Given task: Will you transcribe the entries that follow, exactly and in full?

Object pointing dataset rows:
____________

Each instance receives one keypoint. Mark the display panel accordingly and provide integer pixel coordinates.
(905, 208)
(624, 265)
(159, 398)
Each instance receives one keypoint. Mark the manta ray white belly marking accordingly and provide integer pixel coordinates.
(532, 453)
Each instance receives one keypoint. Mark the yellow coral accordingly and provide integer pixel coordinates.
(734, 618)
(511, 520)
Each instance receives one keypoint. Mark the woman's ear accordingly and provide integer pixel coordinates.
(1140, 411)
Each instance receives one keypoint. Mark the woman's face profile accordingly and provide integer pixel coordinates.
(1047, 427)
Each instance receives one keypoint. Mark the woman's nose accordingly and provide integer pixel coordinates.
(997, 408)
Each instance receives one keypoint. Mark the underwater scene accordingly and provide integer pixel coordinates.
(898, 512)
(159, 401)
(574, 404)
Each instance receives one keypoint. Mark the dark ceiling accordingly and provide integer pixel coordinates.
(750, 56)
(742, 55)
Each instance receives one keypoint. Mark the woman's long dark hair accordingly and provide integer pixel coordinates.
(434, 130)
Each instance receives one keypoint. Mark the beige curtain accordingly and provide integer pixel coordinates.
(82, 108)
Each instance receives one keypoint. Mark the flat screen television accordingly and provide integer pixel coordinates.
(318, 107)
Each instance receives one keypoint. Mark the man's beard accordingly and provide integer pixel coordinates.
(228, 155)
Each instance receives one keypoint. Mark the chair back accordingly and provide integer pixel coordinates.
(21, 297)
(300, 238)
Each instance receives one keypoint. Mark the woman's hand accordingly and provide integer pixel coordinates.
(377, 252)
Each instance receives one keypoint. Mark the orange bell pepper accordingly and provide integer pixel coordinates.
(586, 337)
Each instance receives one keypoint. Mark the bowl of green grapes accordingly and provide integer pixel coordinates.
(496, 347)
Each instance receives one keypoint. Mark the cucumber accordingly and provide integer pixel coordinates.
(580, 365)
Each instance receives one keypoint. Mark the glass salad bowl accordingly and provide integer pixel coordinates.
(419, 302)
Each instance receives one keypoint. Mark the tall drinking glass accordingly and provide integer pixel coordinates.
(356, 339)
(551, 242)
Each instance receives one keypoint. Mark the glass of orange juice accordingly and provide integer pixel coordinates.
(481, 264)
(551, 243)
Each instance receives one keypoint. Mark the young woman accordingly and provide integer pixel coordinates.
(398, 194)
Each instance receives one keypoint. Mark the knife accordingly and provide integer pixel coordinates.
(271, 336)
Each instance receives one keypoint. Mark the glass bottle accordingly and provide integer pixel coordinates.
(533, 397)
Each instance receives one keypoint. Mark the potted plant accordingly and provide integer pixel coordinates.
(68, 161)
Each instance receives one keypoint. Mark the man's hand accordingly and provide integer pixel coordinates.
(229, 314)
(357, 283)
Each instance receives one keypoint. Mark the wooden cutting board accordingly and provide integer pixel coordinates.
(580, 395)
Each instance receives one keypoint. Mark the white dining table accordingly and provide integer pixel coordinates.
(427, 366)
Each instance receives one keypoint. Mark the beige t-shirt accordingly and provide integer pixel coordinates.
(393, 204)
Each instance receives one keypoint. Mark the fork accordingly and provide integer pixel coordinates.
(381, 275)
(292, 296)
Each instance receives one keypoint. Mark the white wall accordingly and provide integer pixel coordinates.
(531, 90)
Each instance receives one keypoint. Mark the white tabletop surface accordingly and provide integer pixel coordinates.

____________

Correct answer:
Each instance receives one keypoint. Mark the display panel accordingly and provide integer pixel coordinates.
(905, 208)
(624, 265)
(159, 398)
Each instance receives one keypoint. Mark the manta ray white belly marking accordingly and provide integer pixel coordinates.
(532, 453)
Each instance receives one keypoint. Mark the yellow coral accordingly and provide integer pixel coordinates.
(734, 618)
(511, 520)
Each instance receives one keypoint. Mark the woman's ear accordingly and provide integer pixel coordinates.
(1140, 411)
Each instance receives one keypoint. Mark the woman's face profile accordingly and provide integer pixel coordinates.
(1047, 427)
Each instance receives one keypoint. Mark the woman's nose accordingly and provide integer pixel coordinates.
(997, 408)
Each instance receives one keypoint. Mark the underwater scene accordingly and provide integer pixel coordinates.
(898, 512)
(159, 401)
(574, 404)
Each instance receives one keypoint. Mark the dark ceiling accordingly and provide integer pixel coordinates.
(750, 56)
(742, 55)
Each instance receives one keypoint. Mark the woman's long dark hair accordingly and provide integer pixel coordinates.
(434, 130)
Each instance receives one keypoint. Mark the beige curtain accordingly and provide integer pixel coordinates.
(82, 108)
Each instance receives one keypoint. Mark the flat screen television accordingly and provide integer pixel coordinates.
(318, 107)
Each instance receives one keypoint. Mark the man's beard accordingly and provide integer pixel coordinates.
(228, 155)
Each instance receives one keypoint. Mark the chair back accordingly and provide integer pixel coordinates.
(21, 297)
(300, 238)
Each instance receives one keypoint. Mark the woman's hand accordingly and provide integer pixel coordinates.
(377, 252)
Each instance receives one keypoint. Mark the orange bell pepper accordingly and provide integer pixel coordinates.
(586, 337)
Each instance receives one keypoint. Mark the bowl of green grapes accordingly and provide integer pixel coordinates.
(496, 347)
Each instance receives one keypoint. Mark the cucumber accordingly and provide integer pixel coordinates.
(580, 365)
Each instance receives one keypoint. Mark the glass salad bowl accordingly and provide integer pixel coordinates.
(419, 302)
Each instance receives one keypoint. Mark the tall drinking glass accordingly and provide integer pixel coordinates.
(356, 339)
(551, 242)
Each instance receives one keypoint. Mark the glass of orange juice accordingly and provide integer pixel coordinates.
(481, 264)
(551, 243)
Each instance receives one keypoint. Mark the young woman accordingly and provide integer pixel coordinates.
(398, 194)
Each instance receives one keypoint. Mark the knife accordingly and provide integer pixel coordinates.
(271, 336)
Each instance receives one keypoint. Mark the glass bottle accordingly and provide integer pixel coordinates.
(533, 397)
Each instance receives one keypoint. Mark the potted plant accordingly and provide integer pixel coordinates.
(68, 161)
Each instance receives one keypoint. Mark the man's hand accordingly and provide integer pixel coordinates.
(229, 314)
(357, 283)
Each instance receives one keypoint. Mark the wooden cutting board accordingly and provide integer pixel coordinates.
(580, 395)
Each instance receives one keypoint. Mark the white dining table accordingly and provide integer pixel coordinates.
(427, 366)
Each instance receives one keypoint. Mark the beige t-shirt accordingly and provide integer pixel coordinates.
(393, 204)
Each instance receives one keypoint. Mark the fork accordingly and provide integer pixel coordinates.
(381, 275)
(292, 296)
Each instance receives one keypoint. Mark the white wall accordingly and provide integer pixel coordinates.
(531, 90)
Each instance receives one keypoint. Mark the white tabletop surface accordingly and provide integer pixel coordinates.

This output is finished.